### Текст для чтения
* * *

Пошлость тем и страшна, что входит в привычку. Она – рядом, она всегда нам близка – вот она, тут, всегда с нами!.. Она – это мы!.. Все!.. Без исключения! Пошлым бывает даже президент. А кандидату в президенты даже нужно быть пошлым. Чтобы понравиться массам. Пошлость бывает длиннонога и голопуза, с золотыми цепями на волосатой груди и золотым крестом на пупе. Вот она развалилась в кресле, вот спряталась в лощеном журнале, вот она в норковой шубе, с бриллиантами, а вот она в нищенской обстановке – на рыночном коврике с дурацким изображением кота и русалки.

Пошлость беспредельна. Она не знает границ. Она интернациональна и планетарна. У Всемирной Пошлости есть опора – это то, что мы называем «массовой культурой», а точнее, массовым бескультурьем. Вся наша «попса» – это пошлость для молодежи, для ее оболванивания и обкуривания. Но, простите, как ЭТО приятно!.. К тому же в эту пошлость вкладываются большие деньги, а возвращаются деньги – огромные!.. «Массовая культура» – апофеоз Пошлости. Тут есть свои идолы и королевы. Им поклоняются в вакууме безбожия. Пустоту яростно размешивают в пустоте. И распространяют в эфире, пустом эфире.

Но пошлость бывает и с национальными признаками. Русская всепобеждающая пошлость сдалась американской, еще более всепобеждающей. Есть, наверно, пошлость африканская, китайская и даже еврейская. Однажды на кладбище я увидел памятник, на котором огромными буквами было написано: «ЛЕВ АБРАМОВИЧ КАЦНЕЛЬСОН» – и ниже маленькими, крохотными: «моей любимой жене Саре». Так что пошлость бывает и смешной. На этой веселой кладбищенской ноте и можно закончить.

* * *

### Представленные данные
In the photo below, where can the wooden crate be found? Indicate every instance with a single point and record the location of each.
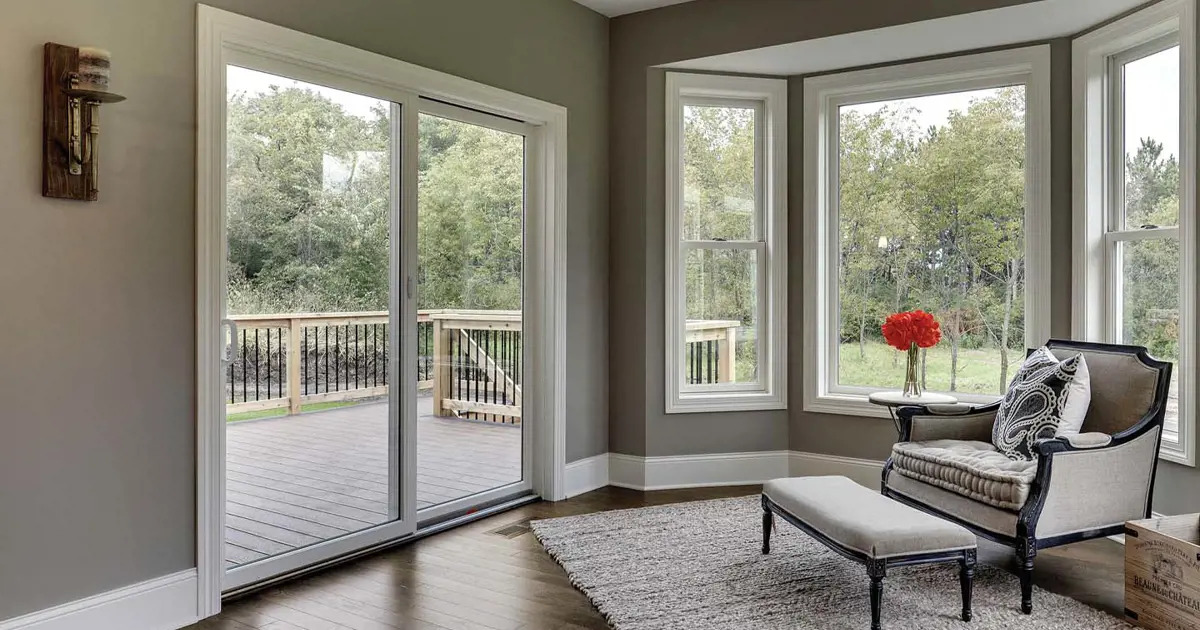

* * *

### Что нужно сделать
• a. Воспроизведите дословно фрагмент текста о пошлости, начиная со слов «Но пошлость бывает» и заканчивая словами «и можно закончить.».
• b. Ответьте на вопросы по тексту о пошлости:
(i) Что названо опорой Всемирной Пошлости?
(ii) Какой пошлости сдалась русская всепобеждающая пошлость?
(iii) Что изображено на рыночном коврике?
• c. Продолжите текст о пошлости, начав сразу после его последнего предложения.
Строки никак не связаны с текстом о пошлости.

### Ответы к заданиям
• a.
Но пошлость бывает и с национальными признаками. Русская всепобеждающая пошлость сдалась американской, еще более всепобеждающей. Есть, наверно, пошлость африканская, китайская и даже еврейская. Однажды на кладбище я увидел памятник, на котором огромными буквами было написано: «ЛЕВ АБРАМОВИЧ КАЦНЕЛЬСОН» – и ниже маленькими, крохотными: «моей любимой жене Саре». Так что пошлость бывает и смешной. На этой веселой кладбищенской ноте и можно закончить.

• b.
(i) То, что называют «массовой культурой», а точнее, массовое бескультурье.
(ii) Американской, еще более всепобеждающей.
(iii) Кот и русалка.

• c.
Найти пьесу или сделать пьесу. Чаще я шел вторым путем.

Лоуренс Оливье придумал себе эпитафию: «Он был забавен». Прелесть какая!.. Я бы тоже не возражал против этих слов!..

Раньше, еще в студии «Наш дом», у нас бытовала на авторских сборищах такая установка – «побредить».

Это значило – нащупать ход, приблизиться к ощущению формы и смысла.

Часто что-то предлагалось «от балды», то есть безответственно, не слишком продуманно, на уровне «бреда».

Съем содержания возникал после, потому что мы шли от формы.

Но – шли. То бишь двигались к содержанию. «Бред» надо докрутить, эффект сделать эффективным. Часто форма была ясна. Она блистала и соблазняла. Но ее пустота, ее ненаполненность была авторским позором, ибо означала лишь разбушевавшуюся фантазию графомана. Только лишь НАЙДЯ или УГАДАВ смысловое насыщение, мы были удовлетворены собой, наше авторское «я» получало признание. Поиск смысла был базовым принципом.

Архаика театра преодолима. Способ прост: попробуем быть «живыми, и только».

Каждый спектакль – пришествие Царства Божия. Но оно не само приходит, а по нашему, так сказать, вызову. Театр прекрасен тем, что высасывает из вечности кусочек временной материи, созидает конкретное очертание фантома, реальность которого в кубике сцены будет нами доказана и утверждена как новая данность мира.

Да, начинается другая эпоха, прогресс которой вовсе не ставит под сомнения старые классические достижения, но сооружает освежающие концепции, заставляет мыслить иными категориями, развивает человеческое сознание: одна образная система через промежуточные этапы переходит к другой образной системе, при этом старое отнюдь не разрушается, а преображается – без переломов, без революционных взрывов, всегда ведущих к расползанию дурновкусия.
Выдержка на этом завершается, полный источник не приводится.